**Task material:**
══════

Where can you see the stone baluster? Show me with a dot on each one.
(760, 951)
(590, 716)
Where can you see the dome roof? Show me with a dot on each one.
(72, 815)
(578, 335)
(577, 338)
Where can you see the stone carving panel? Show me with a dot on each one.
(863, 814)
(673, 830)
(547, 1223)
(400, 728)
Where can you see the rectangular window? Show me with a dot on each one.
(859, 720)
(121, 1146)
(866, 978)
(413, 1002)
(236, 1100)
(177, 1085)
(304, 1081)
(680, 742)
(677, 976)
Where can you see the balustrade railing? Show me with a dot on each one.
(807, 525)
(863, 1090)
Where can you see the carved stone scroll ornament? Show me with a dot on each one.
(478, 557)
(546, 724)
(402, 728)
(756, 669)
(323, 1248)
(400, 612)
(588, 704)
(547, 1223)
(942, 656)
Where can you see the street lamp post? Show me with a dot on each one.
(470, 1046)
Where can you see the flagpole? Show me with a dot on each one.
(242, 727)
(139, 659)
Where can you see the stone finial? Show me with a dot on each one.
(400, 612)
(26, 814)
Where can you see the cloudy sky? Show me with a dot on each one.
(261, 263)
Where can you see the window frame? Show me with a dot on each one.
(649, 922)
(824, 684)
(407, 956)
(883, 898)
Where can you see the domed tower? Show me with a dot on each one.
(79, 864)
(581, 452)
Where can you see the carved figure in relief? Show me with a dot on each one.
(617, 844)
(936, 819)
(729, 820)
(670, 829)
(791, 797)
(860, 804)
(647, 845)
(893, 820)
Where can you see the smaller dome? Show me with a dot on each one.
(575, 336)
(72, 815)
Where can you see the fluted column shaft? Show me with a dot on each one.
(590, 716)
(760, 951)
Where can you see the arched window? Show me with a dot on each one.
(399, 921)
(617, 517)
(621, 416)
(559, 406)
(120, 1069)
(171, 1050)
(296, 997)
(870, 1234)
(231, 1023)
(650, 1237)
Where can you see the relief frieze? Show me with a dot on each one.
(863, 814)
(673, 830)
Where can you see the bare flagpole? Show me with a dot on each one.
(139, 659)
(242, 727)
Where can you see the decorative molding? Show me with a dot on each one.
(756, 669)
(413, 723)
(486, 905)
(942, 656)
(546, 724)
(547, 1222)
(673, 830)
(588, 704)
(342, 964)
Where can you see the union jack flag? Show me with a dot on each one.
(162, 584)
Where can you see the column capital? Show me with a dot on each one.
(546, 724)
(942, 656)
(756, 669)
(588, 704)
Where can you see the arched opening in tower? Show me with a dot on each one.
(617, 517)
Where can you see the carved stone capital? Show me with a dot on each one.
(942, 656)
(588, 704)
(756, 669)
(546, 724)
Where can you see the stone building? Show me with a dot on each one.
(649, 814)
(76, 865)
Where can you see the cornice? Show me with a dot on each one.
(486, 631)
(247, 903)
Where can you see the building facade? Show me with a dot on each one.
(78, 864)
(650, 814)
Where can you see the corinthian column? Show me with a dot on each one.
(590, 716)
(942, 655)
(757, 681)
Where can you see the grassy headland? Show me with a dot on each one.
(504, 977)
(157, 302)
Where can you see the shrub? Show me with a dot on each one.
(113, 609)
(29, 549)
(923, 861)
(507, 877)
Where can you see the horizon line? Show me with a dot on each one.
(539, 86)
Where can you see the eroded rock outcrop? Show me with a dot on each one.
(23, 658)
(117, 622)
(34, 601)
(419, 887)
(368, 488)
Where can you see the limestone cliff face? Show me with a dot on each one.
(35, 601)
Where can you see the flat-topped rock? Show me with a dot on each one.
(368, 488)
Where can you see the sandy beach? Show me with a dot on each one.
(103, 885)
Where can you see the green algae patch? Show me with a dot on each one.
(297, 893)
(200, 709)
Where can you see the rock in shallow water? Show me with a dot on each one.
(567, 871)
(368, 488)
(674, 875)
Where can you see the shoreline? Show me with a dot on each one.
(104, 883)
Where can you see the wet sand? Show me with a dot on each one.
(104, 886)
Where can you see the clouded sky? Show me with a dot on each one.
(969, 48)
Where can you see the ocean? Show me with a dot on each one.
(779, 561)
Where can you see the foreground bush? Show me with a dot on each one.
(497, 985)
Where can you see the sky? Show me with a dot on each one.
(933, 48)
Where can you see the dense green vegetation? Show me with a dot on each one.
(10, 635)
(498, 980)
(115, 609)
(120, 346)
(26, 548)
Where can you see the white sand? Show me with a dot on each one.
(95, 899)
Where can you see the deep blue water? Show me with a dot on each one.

══════

**What you have to do:** Give the entries once more, exactly as they appear.

**Answer to this exercise:**
Where can you see the stone baluster? Show me with a dot on each one.
(760, 951)
(590, 716)
Where can you see the dome roof? Show me with a dot on each one.
(72, 815)
(578, 335)
(577, 338)
Where can you see the stone carving panel? Show me with a dot on each one.
(863, 814)
(673, 830)
(547, 1223)
(400, 728)
Where can you see the rectangular window? Show me with a dot on each one.
(859, 720)
(121, 1146)
(866, 978)
(413, 1002)
(236, 1100)
(177, 1085)
(304, 1081)
(680, 742)
(677, 976)
Where can you see the balustrade railing? Show me with a dot on each one.
(807, 525)
(863, 1090)
Where can you see the carved stone scroll ornament? Show me with a dot on each one.
(478, 557)
(546, 724)
(402, 728)
(756, 669)
(323, 1248)
(400, 612)
(588, 704)
(547, 1223)
(942, 656)
Where can you see the street lamp post? Show me with a dot on each one.
(470, 1046)
Where can you see the flagpole? Show me with a dot on each one.
(242, 727)
(139, 659)
Where can you see the stone finial? Show me with a dot on each one.
(400, 612)
(26, 814)
Where can you see the cloudy sky? Show me with a dot on each one.
(261, 263)
Where can you see the window frame? Show me with a dot on each one.
(649, 922)
(824, 684)
(407, 956)
(883, 898)
Where can you see the domed tower? Show me with a dot on each one.
(79, 864)
(581, 452)
Where can you see the carved figure in relief? Show me with a dot on each one.
(617, 844)
(936, 819)
(729, 820)
(670, 829)
(791, 797)
(860, 804)
(647, 845)
(893, 820)
Where can you see the smaller dome? Show me with a dot on each one.
(575, 336)
(72, 815)
Where can you see the fluted column shaft? Show me with a dot on each one.
(590, 716)
(760, 951)
Where can you see the arched window? Show me with a dot on each one.
(399, 921)
(617, 517)
(621, 416)
(559, 406)
(120, 1069)
(171, 1050)
(296, 997)
(870, 1234)
(231, 1023)
(650, 1237)
Where can you see the relief frieze? Show me with a dot on each one.
(863, 814)
(673, 830)
Where can you see the bare flagpole? Show me with a dot on each one.
(139, 659)
(242, 727)
Where can you see the decorative molding? Show me with a dot on each one.
(756, 669)
(413, 723)
(486, 905)
(942, 656)
(546, 724)
(547, 1222)
(673, 830)
(588, 704)
(342, 964)
Where can you see the union jack flag? Show me with a dot on each one.
(162, 584)
Where can you see the column capital? Show me with a dot on each one.
(546, 724)
(942, 656)
(756, 669)
(588, 704)
Where can you see the arched opening in tower? Show me with a dot on each one.
(617, 517)
Where can you see the carved stone capital? Show me with a dot on each one.
(942, 656)
(588, 704)
(756, 669)
(546, 724)
Where can you see the stone building? Show me with a dot on each one.
(649, 814)
(76, 865)
Where can you see the cornice? Show me with a dot on each one.
(486, 631)
(247, 903)
Where can you see the building facade? Show me with a dot on each one.
(78, 864)
(650, 814)
Where can you see the corinthian column? Show me with a dot on each one.
(590, 716)
(942, 655)
(757, 681)
Where can you see the grassy headland? Show me with a dot on each one.
(504, 977)
(157, 302)
Where can you see the shrub? Show me with a dot on each one.
(113, 609)
(29, 549)
(923, 861)
(507, 877)
Where can you see the horizon line? Show me with a dot on each one.
(539, 86)
Where can you see the eroded rock outcrop? Show me with a dot on each one.
(23, 658)
(117, 622)
(34, 601)
(419, 887)
(368, 488)
Where can you see the limestone cliff face? Show me with a dot on each one.
(35, 601)
Where can you see the flat-topped rock? Show me with a dot on each one.
(368, 488)
Where can you see the sandy beach? Show me with a dot on each one.
(103, 885)
Where can you see the green algae patch? Show me with a dot on each one.
(297, 893)
(200, 709)
Where can you see the rock in shallow water? Show me with a dot on each one.
(567, 871)
(368, 488)
(674, 875)
Where can you see the shoreline? Show me with a dot on each one.
(104, 883)
Where can you see the wet sand? Show me with a dot on each one.
(104, 886)
Where can you see the clouded sky? Show me with a dot on each one.
(969, 48)
Where can you see the ocean? Show me with a dot on each one.
(779, 561)
Where can you see the foreground bush? Show me with a dot on each one.
(497, 985)
Where can you see the sky? Show me with a dot on each one.
(933, 48)
Where can you see the dense green vegetation? Show me with a dot on each one.
(10, 635)
(498, 980)
(115, 609)
(120, 346)
(26, 548)
Where can you see the white sand? Show me with a dot on each one.
(95, 899)
Where can you see the deep blue water? Show me with a dot on each one.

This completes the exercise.